[Written tasks]:
1 - Write out everything in the Varda film description from "Though 90 at" down to "of her reality.", word for word.
2 - Pull out each line of the rows that contains the string "locomotive", matching case exactly.

[Quoted passage]:
— Start —
The last film from the late French New Wave filmmaker Agnès Varda (Faces Places, The Gleaners and I, The Beaches of Agnès) traces her legendary career and life with characteristic humour and vibrant energy, presenting a portrait of an artist who lived through her films and revealed the extraordinary in the ordinary.
“There are three words that are important to me: inspiration, creation and sharing.” So begins the late Agnès Varda in what would be the final film in her oeuvre of over 50 documentaries, fictions, and shorts, made over the course of 64 years. Varda by Agnès—a title that riffs on her 1988 cine-portrait of Jane Birkin, Jane B. par Agnès V.—forms its core out of lectures the iconic French New Wave director gave in her later years. But, in pure Varda fashion, the film is punctuated by humour as she dives into unexpected realms, tracing her career and life, and the ways they intertwined.
Though 90 at the time of filming, Varda still emanates her characteristic vibrant energy. She offers a wide-ranging journey through her world: her filming process, her feminism, her fine-art photography and her long-time relationship with director Jacques Demy. There are signature flourishes of animation and formal detours into the dreams that form the integral basis of her reality.
— End —
(Rows of box annotation data)
— Start —
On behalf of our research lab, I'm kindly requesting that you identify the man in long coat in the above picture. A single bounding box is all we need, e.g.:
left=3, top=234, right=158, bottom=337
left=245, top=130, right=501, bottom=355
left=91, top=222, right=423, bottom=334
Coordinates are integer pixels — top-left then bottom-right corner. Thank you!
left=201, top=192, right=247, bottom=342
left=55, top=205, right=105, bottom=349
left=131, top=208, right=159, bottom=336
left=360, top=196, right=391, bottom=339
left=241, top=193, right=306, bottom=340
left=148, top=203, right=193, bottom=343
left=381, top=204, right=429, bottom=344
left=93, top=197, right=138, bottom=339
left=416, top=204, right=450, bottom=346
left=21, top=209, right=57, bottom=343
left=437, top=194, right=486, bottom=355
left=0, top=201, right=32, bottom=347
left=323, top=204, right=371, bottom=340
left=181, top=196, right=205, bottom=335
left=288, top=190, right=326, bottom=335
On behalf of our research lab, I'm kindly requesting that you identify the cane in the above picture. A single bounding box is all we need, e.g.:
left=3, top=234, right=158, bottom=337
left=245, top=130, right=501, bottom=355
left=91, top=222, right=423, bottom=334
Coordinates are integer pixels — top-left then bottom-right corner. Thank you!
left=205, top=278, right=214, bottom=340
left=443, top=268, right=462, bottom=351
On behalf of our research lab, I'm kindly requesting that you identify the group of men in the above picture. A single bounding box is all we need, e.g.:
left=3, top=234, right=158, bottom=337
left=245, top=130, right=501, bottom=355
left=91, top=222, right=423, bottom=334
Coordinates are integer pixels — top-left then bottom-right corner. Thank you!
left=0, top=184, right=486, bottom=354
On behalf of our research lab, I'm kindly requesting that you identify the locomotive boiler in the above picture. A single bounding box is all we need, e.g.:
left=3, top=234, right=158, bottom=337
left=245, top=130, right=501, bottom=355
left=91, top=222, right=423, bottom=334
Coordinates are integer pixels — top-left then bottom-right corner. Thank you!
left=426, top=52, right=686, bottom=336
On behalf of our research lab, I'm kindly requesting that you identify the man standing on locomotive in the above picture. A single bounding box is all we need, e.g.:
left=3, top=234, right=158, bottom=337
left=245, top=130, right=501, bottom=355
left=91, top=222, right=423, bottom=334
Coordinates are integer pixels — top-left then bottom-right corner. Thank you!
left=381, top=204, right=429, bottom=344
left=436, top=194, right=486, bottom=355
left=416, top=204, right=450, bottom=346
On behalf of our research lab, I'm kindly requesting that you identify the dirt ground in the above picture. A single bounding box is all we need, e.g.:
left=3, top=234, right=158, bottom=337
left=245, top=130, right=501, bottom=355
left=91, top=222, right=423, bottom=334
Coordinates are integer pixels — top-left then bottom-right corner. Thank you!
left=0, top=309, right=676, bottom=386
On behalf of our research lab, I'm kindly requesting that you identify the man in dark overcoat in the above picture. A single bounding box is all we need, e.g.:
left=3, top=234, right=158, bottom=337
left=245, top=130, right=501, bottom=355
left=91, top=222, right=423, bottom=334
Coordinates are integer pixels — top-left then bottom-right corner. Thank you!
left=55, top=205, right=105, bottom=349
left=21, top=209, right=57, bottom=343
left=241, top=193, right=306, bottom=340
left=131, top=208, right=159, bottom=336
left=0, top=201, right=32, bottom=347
— End —
[The responses]:
1 -
Though 90 at the time of filming, Varda still emanates her characteristic vibrant energy. She offers a wide-ranging journey through her world: her filming process, her feminism, her fine-art photography and her long-time relationship with director Jacques Demy. There are signature flourishes of animation and formal detours into the dreams that form the integral basis of her reality.

2 -
On behalf of our research lab, I'm kindly requesting that you identify the locomotive boiler in the above picture. A single bounding box is all we need, e.g.:
On behalf of our research lab, I'm kindly requesting that you identify the man standing on locomotive in the above picture. A single bounding box is all we need, e.g.:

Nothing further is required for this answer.